## Çalışma talimatı 1:
Coolidge etkisiyle ilgili metne göre beynin ödül merkezinde görev yapan nörotransmitterin adı nedir?
## Çalışma talimatı 2:
Coolidge etkisiyle ilgili metnin "Dopamin, yeni ve" sözcükleriyle başlayıp "eş tercihinde bulundu." sözcükleriyle biten kısmını aynen yeniden yazın.
## Çalışma talimatı 3:
Coolidge etkisiyle ilgili metni son cümlesinden sonra devam ettirin.

## Seçilen alıntı:
Coolidge etkisi, hayvanlar üzerinde bilimsel olarak kanıtlanmış durumda
Laboratuvarlarda yapılan klasik deneylerde, erkek bir fare dişiyle aynı ortama yerleştirildiğinde büyük bir istekle çiftleşir. Ancak birkaç seferin ardından ilgisi azalır. Tam bu sırada yeni bir dişi getirilirse, fare sanki hiç yorulmamış gibi yeniden aktif hale gelir. Yani tanıdık eş sıkıcılaşır, yenisi heyecan vericidir. Bu durum sadece farelerle sınırlı değil; koçlarda, maymunlarda ve hatta insanlarda da benzer sonuçlar gözlemlenmiştir. Bunun nedeni, beynin ödül merkezinde görev yapan dopamin adlı nörotransmitterdir.
Dopamin, yeni ve ilginç olan her şeye tepki verir. İlk buluşmada kalbin hızla çarpması da yeni bir partnerin çekiciliği de bundan kaynaklanır. Aynı kişiyle uzun süre birlikte olmak ise dopamin seviyesini düşürür. Bu, sevgiyi yok etmez ama heyecan dozunu azaltır. Kısacası, Coolidge etkisi doğanın çeşitliliği teşvik etmek için kullandığı kimyasal bir hiledir.
Coolidge etkisi denince akla genellikle erkekler gelir. Çünkü tarih boyunca araştırmaların çoğu erkek davranışları üzerine yoğunlaşmıştır. Ancak yeni çalışmalar, kadınların da bu biyolojik mekanizmaya tamamen bağışık olmadığını gösteriyor. Pensilvanya’daki Albright College’da yapılan bir deneyde, yüzlerce genç yetişkin Tinder benzeri bir sistemde eş tercihinde bulundu.

## Fotoğrafa dayalı gönderimsel ifade verileri:

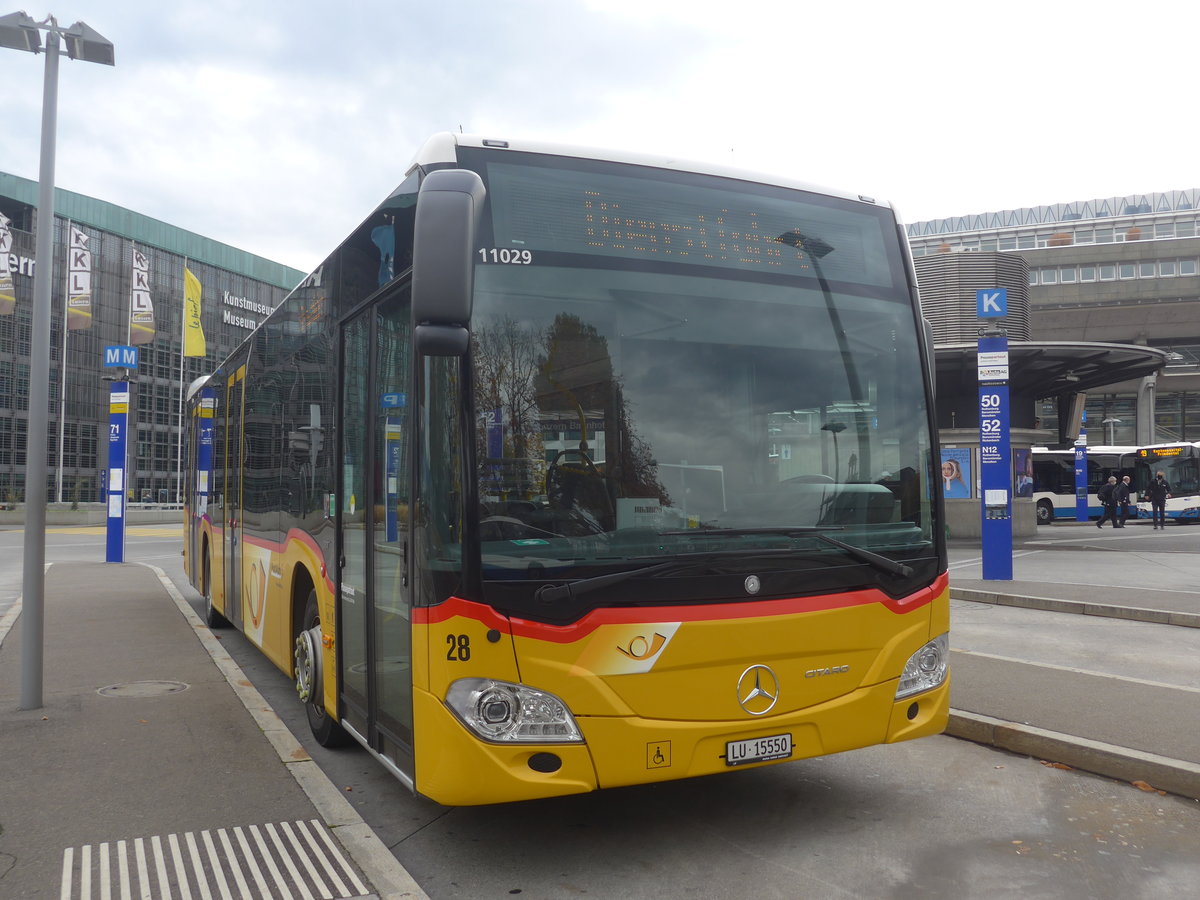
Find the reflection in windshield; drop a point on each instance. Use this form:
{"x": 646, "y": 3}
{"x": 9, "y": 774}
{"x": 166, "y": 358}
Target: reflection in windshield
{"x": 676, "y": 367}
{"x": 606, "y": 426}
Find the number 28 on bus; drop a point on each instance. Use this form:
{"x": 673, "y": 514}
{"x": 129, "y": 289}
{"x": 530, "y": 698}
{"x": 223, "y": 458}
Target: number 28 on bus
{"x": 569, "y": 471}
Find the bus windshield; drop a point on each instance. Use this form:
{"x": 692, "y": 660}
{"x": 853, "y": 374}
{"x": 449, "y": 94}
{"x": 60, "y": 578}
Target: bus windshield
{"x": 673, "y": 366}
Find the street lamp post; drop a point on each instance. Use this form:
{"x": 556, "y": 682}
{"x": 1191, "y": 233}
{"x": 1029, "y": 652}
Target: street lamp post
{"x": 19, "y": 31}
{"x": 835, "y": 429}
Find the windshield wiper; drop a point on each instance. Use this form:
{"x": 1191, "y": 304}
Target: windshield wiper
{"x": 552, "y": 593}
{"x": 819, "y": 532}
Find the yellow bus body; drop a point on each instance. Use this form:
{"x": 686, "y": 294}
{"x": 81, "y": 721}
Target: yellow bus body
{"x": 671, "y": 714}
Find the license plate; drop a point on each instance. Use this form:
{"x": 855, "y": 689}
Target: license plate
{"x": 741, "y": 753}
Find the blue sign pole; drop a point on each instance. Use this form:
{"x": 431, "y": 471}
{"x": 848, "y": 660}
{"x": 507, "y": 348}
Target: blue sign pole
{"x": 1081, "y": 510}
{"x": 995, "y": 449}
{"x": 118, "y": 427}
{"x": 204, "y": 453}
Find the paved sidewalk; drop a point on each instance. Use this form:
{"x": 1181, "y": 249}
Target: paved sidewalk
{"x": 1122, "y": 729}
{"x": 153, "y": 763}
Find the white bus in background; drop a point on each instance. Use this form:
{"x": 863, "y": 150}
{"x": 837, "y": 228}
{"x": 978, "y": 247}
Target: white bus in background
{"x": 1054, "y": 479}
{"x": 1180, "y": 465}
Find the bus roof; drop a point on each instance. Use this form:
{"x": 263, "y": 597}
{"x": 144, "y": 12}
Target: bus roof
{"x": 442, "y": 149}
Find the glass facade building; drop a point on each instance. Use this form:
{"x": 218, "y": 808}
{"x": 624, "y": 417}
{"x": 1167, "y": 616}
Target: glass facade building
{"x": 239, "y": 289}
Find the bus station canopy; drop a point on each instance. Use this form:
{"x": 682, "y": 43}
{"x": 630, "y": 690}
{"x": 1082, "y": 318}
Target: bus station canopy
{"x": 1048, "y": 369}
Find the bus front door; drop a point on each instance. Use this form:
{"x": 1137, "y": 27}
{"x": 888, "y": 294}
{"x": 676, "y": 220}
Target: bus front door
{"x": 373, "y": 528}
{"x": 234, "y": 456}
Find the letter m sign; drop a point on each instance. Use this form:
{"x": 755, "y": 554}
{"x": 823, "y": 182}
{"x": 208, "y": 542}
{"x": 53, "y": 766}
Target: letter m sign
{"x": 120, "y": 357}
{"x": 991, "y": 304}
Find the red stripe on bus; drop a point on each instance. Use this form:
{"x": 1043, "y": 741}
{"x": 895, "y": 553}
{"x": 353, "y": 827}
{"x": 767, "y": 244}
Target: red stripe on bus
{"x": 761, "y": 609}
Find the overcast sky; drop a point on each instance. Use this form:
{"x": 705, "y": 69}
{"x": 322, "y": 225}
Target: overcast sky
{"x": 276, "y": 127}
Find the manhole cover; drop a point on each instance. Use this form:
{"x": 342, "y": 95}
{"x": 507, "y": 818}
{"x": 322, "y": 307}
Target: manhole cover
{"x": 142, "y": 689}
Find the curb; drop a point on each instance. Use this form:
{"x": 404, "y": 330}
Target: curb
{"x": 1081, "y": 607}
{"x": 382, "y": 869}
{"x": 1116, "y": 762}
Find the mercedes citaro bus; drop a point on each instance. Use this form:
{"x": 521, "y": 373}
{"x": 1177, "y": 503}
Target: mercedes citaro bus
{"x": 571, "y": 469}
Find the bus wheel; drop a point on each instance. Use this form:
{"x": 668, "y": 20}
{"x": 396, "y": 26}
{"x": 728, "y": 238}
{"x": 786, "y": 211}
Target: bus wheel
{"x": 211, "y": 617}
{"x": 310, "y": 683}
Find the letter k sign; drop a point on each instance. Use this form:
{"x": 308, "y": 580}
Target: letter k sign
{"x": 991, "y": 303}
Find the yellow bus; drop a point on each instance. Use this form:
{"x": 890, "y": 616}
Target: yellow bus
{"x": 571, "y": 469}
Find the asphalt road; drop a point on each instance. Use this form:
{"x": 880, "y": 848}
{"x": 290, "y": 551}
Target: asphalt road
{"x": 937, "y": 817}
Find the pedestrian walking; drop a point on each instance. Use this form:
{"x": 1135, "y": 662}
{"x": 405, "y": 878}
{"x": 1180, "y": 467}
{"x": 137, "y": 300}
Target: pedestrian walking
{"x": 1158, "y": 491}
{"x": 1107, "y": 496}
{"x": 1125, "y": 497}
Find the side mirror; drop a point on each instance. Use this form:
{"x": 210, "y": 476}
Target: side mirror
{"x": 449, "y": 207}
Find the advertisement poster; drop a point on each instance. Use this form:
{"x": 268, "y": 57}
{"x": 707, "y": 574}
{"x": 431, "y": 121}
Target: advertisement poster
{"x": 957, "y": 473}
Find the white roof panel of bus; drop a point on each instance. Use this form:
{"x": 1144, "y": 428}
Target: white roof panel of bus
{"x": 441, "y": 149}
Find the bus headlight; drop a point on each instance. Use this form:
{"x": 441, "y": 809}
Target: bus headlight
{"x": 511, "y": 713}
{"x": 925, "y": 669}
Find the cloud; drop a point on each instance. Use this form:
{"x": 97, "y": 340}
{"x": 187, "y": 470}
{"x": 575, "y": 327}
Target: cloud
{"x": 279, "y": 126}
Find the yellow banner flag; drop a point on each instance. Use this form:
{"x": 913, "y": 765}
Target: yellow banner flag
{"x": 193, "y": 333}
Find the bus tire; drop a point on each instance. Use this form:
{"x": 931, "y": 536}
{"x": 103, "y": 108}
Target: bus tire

## Görev çıktısı 1:
Dopamin.

## Görev çıktısı 2:
Dopamin, yeni ve ilginç olan her şeye tepki verir. İlk buluşmada kalbin hızla çarpması da yeni bir partnerin çekiciliği de bundan kaynaklanır. Aynı kişiyle uzun süre birlikte olmak ise dopamin seviyesini düşürür. Bu, sevgiyi yok etmez ama heyecan dozunu azaltır. Kısacası, Coolidge etkisi doğanın çeşitliliği teşvik etmek için kullandığı kimyasal bir hiledir.
Coolidge etkisi denince akla genellikle erkekler gelir. Çünkü tarih boyunca araştırmaların çoğu erkek davranışları üzerine yoğunlaşmıştır. Ancak yeni çalışmalar, kadınların da bu biyolojik mekanizmaya tamamen bağışık olmadığını gösteriyor. Pensilvanya’daki Albright College’da yapılan bir deneyde, yüzlerce genç yetişkin Tinder benzeri bir sistemde eş tercihinde bulundu.

## Görev çıktısı 3:
Kadınlar genellikle az sayıda erkekle randevu tercih etti. Ancak tüm erkekler oldukça çekici olduğunda tablo değişti: Kadınlar daha fazla farklı erkekle görüşmek istedi. Bu, evrimsel psikolojinin öne sürdüğü hipotezle de uyumluydu. Yani kadınlar da yeniliğe duyarsız değiller, yalnızca seçim kriterleri farklı. Uzun vadeli ilişkilerde güven ve kaynak önemliyken, kısa vadeli ilgilerde fiziksel çekicilik öne çıkabiliyor.
Coolidge etkisinin tetikleyicileri neler?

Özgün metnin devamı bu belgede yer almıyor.